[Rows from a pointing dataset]
....................

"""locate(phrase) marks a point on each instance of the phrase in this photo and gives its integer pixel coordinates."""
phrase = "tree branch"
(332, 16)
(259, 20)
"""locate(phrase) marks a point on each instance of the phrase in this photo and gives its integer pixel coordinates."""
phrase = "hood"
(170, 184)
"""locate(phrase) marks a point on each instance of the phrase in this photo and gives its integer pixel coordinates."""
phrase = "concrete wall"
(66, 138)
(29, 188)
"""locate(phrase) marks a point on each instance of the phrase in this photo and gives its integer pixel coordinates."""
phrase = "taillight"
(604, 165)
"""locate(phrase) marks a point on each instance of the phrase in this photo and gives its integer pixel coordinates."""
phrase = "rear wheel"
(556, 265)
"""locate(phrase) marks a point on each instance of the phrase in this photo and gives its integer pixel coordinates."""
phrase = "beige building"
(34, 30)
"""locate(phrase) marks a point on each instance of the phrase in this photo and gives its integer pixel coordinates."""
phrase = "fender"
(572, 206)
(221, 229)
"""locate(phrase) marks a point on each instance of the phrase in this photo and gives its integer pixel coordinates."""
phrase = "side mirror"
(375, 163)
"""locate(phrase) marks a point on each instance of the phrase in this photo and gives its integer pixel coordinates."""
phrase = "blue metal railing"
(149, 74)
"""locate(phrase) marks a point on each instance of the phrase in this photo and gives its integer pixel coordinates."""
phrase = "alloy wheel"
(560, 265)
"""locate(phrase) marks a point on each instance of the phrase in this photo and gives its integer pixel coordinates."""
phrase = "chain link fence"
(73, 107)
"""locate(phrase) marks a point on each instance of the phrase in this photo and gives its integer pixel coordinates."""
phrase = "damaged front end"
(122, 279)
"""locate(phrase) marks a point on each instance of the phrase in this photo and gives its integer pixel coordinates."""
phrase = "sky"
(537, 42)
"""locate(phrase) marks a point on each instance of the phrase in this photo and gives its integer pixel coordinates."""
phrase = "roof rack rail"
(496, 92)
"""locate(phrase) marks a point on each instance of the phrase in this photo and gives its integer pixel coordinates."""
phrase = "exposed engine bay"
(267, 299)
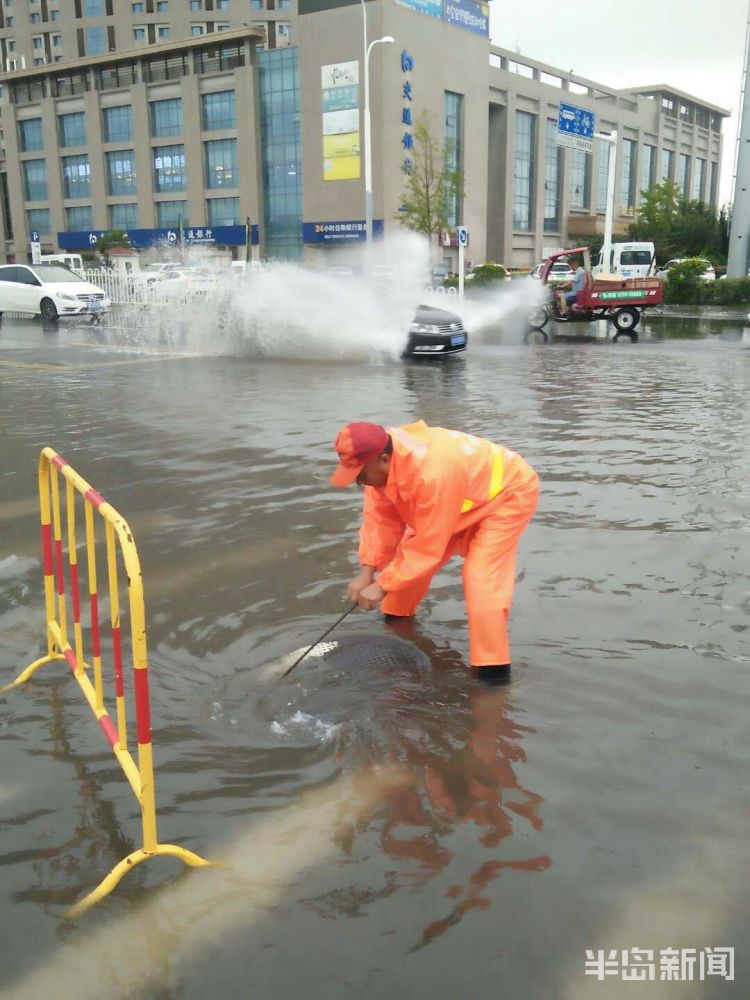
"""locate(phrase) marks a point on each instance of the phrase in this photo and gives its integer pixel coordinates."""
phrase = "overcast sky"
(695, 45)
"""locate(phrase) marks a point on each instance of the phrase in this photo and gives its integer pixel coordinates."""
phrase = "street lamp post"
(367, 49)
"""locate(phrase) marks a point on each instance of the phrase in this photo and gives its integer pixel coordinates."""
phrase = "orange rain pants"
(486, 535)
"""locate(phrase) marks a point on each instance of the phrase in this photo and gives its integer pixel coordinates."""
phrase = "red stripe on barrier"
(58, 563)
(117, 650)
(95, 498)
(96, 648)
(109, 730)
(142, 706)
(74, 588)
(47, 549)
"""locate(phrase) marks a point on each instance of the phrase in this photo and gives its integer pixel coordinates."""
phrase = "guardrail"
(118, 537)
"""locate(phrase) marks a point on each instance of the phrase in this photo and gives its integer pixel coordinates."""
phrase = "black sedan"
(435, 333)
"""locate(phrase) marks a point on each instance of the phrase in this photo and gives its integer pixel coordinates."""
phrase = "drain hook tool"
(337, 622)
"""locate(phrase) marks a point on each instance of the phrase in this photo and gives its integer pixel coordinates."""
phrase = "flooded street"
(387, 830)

....................

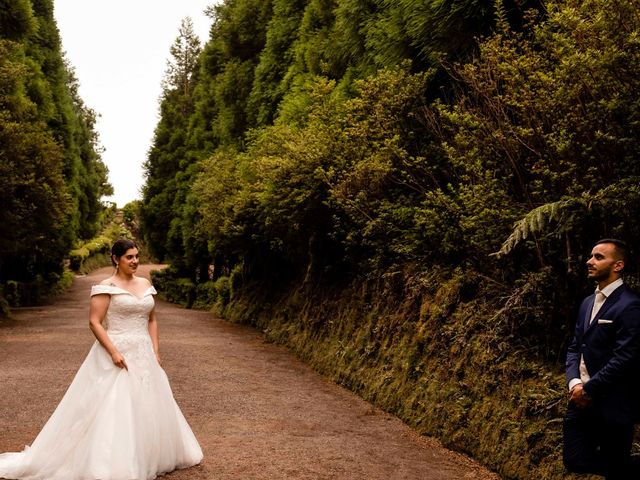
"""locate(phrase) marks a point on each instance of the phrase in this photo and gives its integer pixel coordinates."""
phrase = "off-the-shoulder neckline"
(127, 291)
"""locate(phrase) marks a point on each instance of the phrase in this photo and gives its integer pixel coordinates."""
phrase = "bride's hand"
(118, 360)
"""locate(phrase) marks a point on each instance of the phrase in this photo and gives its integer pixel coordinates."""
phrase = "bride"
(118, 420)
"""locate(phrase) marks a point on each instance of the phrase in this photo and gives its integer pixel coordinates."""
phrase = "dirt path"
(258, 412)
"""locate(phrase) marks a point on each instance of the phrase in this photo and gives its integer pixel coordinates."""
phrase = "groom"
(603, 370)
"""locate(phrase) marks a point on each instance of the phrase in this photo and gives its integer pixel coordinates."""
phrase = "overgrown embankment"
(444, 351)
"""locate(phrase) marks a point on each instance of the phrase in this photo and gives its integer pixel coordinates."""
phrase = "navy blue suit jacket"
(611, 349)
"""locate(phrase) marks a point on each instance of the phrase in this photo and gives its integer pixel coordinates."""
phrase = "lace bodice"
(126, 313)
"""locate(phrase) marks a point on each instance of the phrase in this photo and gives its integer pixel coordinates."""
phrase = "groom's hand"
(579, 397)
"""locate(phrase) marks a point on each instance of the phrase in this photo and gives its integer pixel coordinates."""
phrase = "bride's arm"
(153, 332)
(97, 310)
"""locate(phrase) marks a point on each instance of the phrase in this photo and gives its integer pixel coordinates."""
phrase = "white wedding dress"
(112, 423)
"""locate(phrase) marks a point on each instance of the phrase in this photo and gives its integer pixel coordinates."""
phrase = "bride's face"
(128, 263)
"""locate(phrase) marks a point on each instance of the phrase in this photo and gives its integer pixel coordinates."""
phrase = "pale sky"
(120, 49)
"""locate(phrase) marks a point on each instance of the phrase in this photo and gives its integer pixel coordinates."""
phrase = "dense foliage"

....................

▶ _Written task_:
How many lines of the records above contain the string "wheel", matching case exactly? Give only the number.

▶ _Final answer_:
2